Entradas de apontamento de objetos nomeados:
◇ ◇ ◇ ◇

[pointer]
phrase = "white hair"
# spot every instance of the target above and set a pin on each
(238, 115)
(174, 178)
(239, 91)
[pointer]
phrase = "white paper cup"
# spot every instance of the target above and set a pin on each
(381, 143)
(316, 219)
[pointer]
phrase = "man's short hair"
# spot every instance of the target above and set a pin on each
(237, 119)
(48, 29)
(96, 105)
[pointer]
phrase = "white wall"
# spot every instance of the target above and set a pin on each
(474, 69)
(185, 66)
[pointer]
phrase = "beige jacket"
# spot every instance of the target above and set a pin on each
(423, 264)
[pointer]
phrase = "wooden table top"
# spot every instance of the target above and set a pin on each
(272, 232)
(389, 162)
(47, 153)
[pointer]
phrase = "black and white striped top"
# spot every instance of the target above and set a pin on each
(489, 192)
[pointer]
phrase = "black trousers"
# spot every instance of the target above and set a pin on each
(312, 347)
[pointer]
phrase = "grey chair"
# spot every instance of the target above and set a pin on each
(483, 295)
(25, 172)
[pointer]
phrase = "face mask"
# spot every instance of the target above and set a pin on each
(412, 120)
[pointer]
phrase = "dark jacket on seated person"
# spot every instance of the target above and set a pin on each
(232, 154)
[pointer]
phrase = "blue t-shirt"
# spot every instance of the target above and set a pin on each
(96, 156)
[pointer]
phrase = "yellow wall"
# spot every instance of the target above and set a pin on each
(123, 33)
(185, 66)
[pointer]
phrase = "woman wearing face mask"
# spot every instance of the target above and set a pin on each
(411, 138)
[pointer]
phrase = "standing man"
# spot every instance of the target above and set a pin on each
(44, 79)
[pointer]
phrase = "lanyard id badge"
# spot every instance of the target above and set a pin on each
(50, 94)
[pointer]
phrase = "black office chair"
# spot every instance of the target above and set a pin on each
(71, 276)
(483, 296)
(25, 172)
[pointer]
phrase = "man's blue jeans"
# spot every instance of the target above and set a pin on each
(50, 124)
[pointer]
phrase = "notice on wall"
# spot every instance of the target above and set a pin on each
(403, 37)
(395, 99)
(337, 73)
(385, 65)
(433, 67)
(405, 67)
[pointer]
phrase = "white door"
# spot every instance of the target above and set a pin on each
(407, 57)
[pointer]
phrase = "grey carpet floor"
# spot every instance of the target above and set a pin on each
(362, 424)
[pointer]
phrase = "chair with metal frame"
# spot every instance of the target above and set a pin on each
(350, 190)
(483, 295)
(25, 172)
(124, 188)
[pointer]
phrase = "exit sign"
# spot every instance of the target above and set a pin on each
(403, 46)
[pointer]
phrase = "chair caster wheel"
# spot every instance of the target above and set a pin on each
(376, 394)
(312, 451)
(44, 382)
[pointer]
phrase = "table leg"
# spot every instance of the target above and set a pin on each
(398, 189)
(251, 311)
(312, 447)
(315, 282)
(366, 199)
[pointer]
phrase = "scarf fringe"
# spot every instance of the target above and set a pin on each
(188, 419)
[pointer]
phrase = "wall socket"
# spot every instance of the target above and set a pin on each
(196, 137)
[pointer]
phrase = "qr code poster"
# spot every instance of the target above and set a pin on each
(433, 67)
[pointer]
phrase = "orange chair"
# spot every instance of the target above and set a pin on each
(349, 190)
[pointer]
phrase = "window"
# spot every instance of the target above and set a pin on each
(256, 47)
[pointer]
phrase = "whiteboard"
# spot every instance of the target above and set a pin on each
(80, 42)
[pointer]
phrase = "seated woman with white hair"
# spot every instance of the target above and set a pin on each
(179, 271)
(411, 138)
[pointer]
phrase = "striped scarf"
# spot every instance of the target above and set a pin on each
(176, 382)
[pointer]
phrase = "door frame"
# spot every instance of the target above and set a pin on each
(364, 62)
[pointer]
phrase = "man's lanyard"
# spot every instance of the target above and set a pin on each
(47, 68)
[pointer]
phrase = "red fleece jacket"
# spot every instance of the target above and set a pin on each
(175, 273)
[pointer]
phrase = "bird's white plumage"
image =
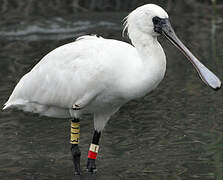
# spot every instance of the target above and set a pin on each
(99, 75)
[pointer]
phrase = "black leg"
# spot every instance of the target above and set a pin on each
(74, 140)
(93, 151)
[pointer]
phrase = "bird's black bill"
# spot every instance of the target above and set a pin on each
(206, 75)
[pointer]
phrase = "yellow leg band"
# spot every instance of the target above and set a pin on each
(75, 133)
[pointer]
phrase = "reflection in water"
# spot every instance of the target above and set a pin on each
(172, 134)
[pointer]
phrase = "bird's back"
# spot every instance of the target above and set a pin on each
(88, 65)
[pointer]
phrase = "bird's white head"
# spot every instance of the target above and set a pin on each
(141, 20)
(145, 23)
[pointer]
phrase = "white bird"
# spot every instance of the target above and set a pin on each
(96, 75)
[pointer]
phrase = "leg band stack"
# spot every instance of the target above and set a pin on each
(75, 133)
(93, 151)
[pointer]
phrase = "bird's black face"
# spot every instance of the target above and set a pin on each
(158, 24)
(162, 26)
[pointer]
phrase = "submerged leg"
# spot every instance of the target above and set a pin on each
(93, 151)
(74, 140)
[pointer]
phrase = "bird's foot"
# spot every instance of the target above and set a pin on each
(76, 159)
(91, 166)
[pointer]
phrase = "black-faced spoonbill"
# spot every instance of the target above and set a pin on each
(96, 75)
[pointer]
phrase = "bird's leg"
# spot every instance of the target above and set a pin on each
(93, 151)
(74, 140)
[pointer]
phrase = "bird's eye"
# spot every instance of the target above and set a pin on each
(156, 20)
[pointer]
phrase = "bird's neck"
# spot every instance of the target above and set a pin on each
(153, 62)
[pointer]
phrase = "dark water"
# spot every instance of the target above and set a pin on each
(175, 133)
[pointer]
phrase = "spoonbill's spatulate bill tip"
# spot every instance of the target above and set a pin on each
(96, 75)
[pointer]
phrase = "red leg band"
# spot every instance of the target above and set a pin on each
(92, 155)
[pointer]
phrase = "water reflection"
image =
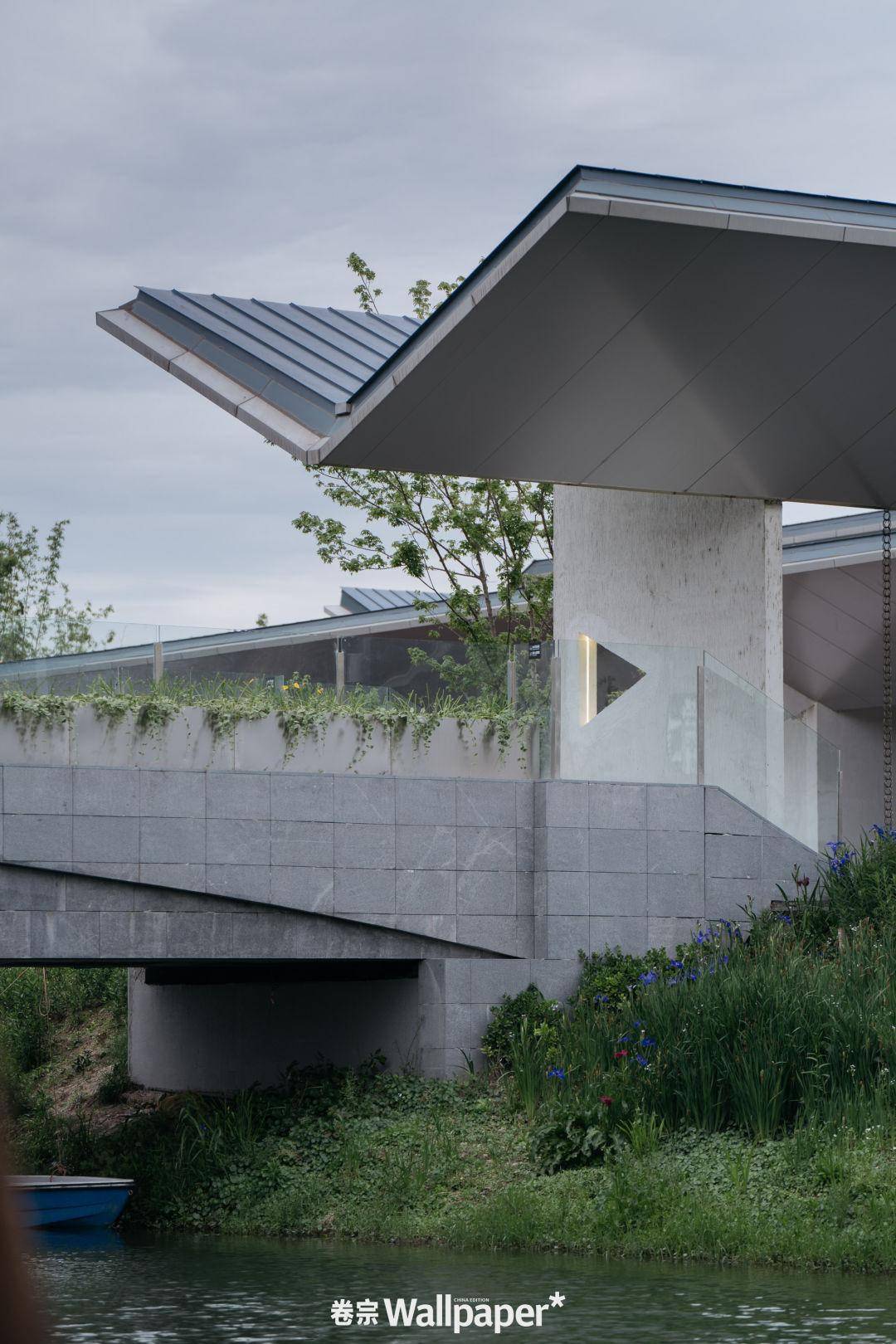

◇ ◇ ◇ ◇

INSTRUÇÕES DO EXERCÍCIO:
Extraia dos registros todas as linhas que contêm a palavra "yellow".

RESPOSTA ESCRITA:
phrase = "yellow wall"
phrase = "yellow leg band"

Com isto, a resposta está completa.